• [PROBLEM]:
Every line of the material is to be duplicated precisely.

• [AVAILABLE DATA]:

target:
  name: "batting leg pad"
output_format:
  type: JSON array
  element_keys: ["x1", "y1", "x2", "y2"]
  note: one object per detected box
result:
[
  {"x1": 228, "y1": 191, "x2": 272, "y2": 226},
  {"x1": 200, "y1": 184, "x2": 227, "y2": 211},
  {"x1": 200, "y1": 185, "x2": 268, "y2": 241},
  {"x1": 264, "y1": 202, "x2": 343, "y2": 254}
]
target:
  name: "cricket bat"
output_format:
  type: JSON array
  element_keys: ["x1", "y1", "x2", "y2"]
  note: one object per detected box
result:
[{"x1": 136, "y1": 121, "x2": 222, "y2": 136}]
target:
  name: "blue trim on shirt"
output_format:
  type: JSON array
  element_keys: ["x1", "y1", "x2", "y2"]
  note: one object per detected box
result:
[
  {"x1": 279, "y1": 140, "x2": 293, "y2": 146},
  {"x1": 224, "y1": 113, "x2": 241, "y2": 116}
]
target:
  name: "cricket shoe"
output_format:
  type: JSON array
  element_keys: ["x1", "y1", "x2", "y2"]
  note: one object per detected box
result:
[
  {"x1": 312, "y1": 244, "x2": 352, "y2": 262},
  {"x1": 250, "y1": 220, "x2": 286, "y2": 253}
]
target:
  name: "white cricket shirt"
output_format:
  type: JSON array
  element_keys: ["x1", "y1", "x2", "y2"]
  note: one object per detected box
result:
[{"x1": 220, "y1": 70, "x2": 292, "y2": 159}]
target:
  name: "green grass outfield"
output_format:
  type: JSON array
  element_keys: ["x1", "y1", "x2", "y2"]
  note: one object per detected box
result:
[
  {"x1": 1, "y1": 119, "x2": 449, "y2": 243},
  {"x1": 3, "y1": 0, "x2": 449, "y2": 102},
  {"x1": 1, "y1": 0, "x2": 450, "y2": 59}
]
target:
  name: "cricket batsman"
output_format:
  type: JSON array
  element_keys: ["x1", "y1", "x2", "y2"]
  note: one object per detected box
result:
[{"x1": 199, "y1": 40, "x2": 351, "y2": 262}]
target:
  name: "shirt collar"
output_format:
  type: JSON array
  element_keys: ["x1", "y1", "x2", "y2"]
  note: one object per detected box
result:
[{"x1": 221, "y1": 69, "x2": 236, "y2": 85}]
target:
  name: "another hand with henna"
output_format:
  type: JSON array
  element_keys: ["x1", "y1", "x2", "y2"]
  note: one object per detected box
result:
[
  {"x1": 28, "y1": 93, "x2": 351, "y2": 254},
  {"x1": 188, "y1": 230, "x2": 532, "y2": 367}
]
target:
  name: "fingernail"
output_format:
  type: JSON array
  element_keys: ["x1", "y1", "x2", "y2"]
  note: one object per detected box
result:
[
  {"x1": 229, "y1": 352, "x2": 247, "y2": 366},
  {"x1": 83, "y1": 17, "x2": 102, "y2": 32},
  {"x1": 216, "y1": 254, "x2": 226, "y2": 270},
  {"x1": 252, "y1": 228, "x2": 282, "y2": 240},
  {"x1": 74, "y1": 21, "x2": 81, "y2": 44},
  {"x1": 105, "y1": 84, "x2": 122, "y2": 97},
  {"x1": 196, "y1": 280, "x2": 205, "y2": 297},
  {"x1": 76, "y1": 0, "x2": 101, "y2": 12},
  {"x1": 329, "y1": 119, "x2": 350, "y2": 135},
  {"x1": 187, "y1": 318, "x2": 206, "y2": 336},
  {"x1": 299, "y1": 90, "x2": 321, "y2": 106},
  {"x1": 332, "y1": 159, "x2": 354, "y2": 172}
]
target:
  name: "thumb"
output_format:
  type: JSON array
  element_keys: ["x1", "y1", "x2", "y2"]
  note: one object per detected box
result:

• [WRITTEN ANSWER]:
target:
  name: "batting leg pad"
output_format:
  type: JSON array
  element_keys: ["x1", "y1", "x2", "y2"]
  note: one object per detected box
result:
[
  {"x1": 228, "y1": 191, "x2": 272, "y2": 226},
  {"x1": 200, "y1": 184, "x2": 227, "y2": 211},
  {"x1": 200, "y1": 185, "x2": 268, "y2": 241},
  {"x1": 264, "y1": 202, "x2": 343, "y2": 254}
]
target:
  name: "cricket bat"
output_format:
  type: JSON array
  element_keys: ["x1", "y1", "x2", "y2"]
  note: one object per detected box
result:
[{"x1": 136, "y1": 121, "x2": 222, "y2": 136}]
target:
  name: "blue trim on shirt"
output_format:
  type: JSON array
  element_keys: ["x1", "y1", "x2", "y2"]
  note: one object per detected box
result:
[
  {"x1": 279, "y1": 140, "x2": 293, "y2": 146},
  {"x1": 224, "y1": 113, "x2": 241, "y2": 116}
]
target:
  name: "cricket shoe"
output_format:
  type: JSON array
  element_keys: ["x1", "y1", "x2", "y2"]
  note: one object per detected box
result:
[
  {"x1": 312, "y1": 244, "x2": 352, "y2": 262},
  {"x1": 250, "y1": 220, "x2": 286, "y2": 253}
]
target:
  name: "white cricket shirt"
output_format:
  type: JSON array
  element_keys: ["x1", "y1", "x2", "y2"]
  note: one object per detected box
result:
[{"x1": 220, "y1": 70, "x2": 292, "y2": 159}]
target:
  name: "green grass outfield"
output_format:
  type: JSON array
  element_keys: ["x1", "y1", "x2", "y2"]
  note: one object per detected box
result:
[
  {"x1": 1, "y1": 119, "x2": 449, "y2": 243},
  {"x1": 3, "y1": 0, "x2": 449, "y2": 102},
  {"x1": 1, "y1": 0, "x2": 450, "y2": 59}
]
target:
  name: "cricket batsman"
output_format:
  type: JSON array
  element_keys: ["x1", "y1", "x2", "y2"]
  note: one object per detected box
result:
[{"x1": 199, "y1": 40, "x2": 351, "y2": 262}]
target:
  name: "shirt collar"
output_format:
  type: JSON array
  element_keys: ["x1", "y1", "x2", "y2"]
  note: one object per detected box
result:
[{"x1": 221, "y1": 69, "x2": 236, "y2": 85}]
target:
  name: "another hand with henna"
output_format:
  type: JSON array
  element_keys: ["x1", "y1", "x2", "y2"]
  note: one object per detected box
result:
[
  {"x1": 28, "y1": 93, "x2": 351, "y2": 254},
  {"x1": 188, "y1": 230, "x2": 532, "y2": 367}
]
target:
  name: "fingernail"
output_format:
  type: JSON array
  element_keys: ["x1", "y1", "x2", "y2"]
  note: one object per detected box
result:
[
  {"x1": 229, "y1": 352, "x2": 247, "y2": 366},
  {"x1": 83, "y1": 17, "x2": 102, "y2": 32},
  {"x1": 216, "y1": 254, "x2": 226, "y2": 270},
  {"x1": 252, "y1": 228, "x2": 282, "y2": 240},
  {"x1": 74, "y1": 21, "x2": 81, "y2": 44},
  {"x1": 105, "y1": 84, "x2": 122, "y2": 97},
  {"x1": 196, "y1": 280, "x2": 205, "y2": 297},
  {"x1": 76, "y1": 0, "x2": 101, "y2": 12},
  {"x1": 329, "y1": 119, "x2": 350, "y2": 135},
  {"x1": 187, "y1": 318, "x2": 206, "y2": 336},
  {"x1": 299, "y1": 90, "x2": 321, "y2": 106},
  {"x1": 332, "y1": 159, "x2": 354, "y2": 172}
]
target:
  name: "thumb"
output_format:
  type: JSON array
  element_keys: ["x1", "y1", "x2", "y2"]
  note: one object per detected box
result:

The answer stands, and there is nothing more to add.